▶ [Your objective]: Would you write out the entries below, every one of them, exactly?

▶ [Recorded information]:
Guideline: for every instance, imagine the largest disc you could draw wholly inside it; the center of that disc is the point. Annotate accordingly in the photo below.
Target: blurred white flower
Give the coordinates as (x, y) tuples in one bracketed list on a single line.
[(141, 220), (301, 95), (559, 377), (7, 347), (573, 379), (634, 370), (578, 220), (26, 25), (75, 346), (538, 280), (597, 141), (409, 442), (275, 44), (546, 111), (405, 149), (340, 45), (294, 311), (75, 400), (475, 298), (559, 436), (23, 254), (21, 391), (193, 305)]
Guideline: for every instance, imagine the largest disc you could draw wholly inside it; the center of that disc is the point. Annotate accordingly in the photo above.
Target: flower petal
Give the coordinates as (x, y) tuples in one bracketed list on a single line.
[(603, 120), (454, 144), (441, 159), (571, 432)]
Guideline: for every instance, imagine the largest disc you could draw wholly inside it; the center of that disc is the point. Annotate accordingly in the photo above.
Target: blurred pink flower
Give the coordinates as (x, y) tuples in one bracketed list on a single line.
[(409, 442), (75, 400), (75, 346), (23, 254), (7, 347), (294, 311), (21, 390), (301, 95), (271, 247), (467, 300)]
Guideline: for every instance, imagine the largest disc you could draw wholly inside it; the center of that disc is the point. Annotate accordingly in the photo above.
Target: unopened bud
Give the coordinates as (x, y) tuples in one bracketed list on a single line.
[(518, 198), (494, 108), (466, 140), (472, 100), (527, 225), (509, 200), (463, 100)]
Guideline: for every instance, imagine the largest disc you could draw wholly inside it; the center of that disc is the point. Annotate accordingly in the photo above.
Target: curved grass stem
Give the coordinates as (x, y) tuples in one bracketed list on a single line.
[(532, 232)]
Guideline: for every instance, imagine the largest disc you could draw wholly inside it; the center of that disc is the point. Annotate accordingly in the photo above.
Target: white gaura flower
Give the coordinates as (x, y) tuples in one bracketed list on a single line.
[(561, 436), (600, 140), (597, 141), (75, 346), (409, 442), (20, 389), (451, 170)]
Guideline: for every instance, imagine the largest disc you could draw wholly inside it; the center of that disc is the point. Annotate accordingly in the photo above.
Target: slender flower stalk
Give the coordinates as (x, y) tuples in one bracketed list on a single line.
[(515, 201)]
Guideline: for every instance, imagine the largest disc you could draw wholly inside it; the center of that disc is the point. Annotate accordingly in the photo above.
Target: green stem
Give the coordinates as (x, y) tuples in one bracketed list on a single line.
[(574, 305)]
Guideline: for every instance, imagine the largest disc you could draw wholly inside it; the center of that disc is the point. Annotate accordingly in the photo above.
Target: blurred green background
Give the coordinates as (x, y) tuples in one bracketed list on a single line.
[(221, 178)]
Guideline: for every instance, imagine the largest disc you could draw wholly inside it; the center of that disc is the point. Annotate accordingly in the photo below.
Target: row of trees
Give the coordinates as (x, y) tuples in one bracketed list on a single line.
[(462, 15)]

▶ [Answer to this problem]:
Guideline: for every instance, imagine the largest disc you could draw wholly inside it; the center of that disc is the point. Annotate accordingly in the photo below.
Target: blurred white flower
Give the coordinates as (x, y) tuples in one bracketed list on a single line.
[(141, 220), (301, 95), (559, 377), (7, 347), (573, 379), (634, 370), (578, 220), (26, 25), (75, 346), (538, 280), (597, 141), (409, 442), (275, 44), (546, 111), (405, 149), (340, 45), (294, 311), (75, 400), (475, 298), (559, 436), (23, 254), (21, 391), (193, 305)]
Guideline: for every instance, imagine the largest disc you could draw wholly inside it; the center of that disc is the point. Annotate accordingly in the photo above.
Target: flower petal
Give the coordinates as (x, y) tuples in one bracketed list on a single line.
[(603, 120), (454, 144), (441, 159), (571, 432)]
Guideline: for every instance, imagine the largest disc you could draw wholly inside it; the center of that disc is the point. Annotate accordingly in the photo above.
Target: blurred pink flower
Give the coordinates as (x, y) tuples in one bracketed list on a single line.
[(409, 442), (75, 400), (75, 346), (23, 254), (7, 347), (294, 311), (21, 390), (301, 95), (271, 247), (467, 300)]
Guideline: for every instance, imagine the largest disc you could draw wholly inside it; the center of that disc is the point. Annotate accordingly in the photo above.
Target: unopened bud
Give the coordinates as (x, y) tuples in one bracketed list on a single line.
[(518, 198), (494, 108), (466, 140), (472, 100), (527, 225), (509, 200), (463, 100)]
Guideline: for every instance, imagine the largest disc you could draw wholly inside it; the center of that disc is the point. Annotate accordingly in the photo above.
Target: curved grass stem
Give the coordinates as (x, y) tuples in one bracketed list on a single line.
[(532, 232)]
Guideline: for every instance, imagine the largest disc you could draw wholly inside it; the center of that disc is the point. Annotate accordingly in the photo above.
Target: white gaura flower
Give the coordinates as (x, y) tuples in one bracketed list on a single line.
[(561, 436), (600, 140), (597, 141), (75, 346), (409, 442), (20, 389), (451, 170)]
Guideline: for every instance, imagine the largest disc you could draw wholly inside it; the center of that disc is the point. Annotate accordingly in the photo above.
Target: slender flower stalk
Give the coordinates as (x, y) tuples in one bracketed list on a single line.
[(515, 201)]
Guideline: for every instance, imagine the largest disc you could draw wholly inside it; the center of that disc is the point. Annotate accordingly in the photo above.
Target: green stem
Give the coordinates as (x, y) tuples in one bracketed list on a single line.
[(574, 305)]
Guideline: for every instance, imagine the largest disc you could draw wholly inside it; the center of that disc is the point. Annotate accordingly in the photo above.
Target: blurred green background
Give the coordinates as (x, y) tuples in one bracketed list on a single line.
[(221, 178)]
Guideline: for every instance, imagine the largest disc you could draw wholly inside it; the center of that disc is the point. Annotate accordingly in the photo below.
Target: row of trees
Give the coordinates as (x, y) tuples in one bracketed list on a single line.
[(462, 15)]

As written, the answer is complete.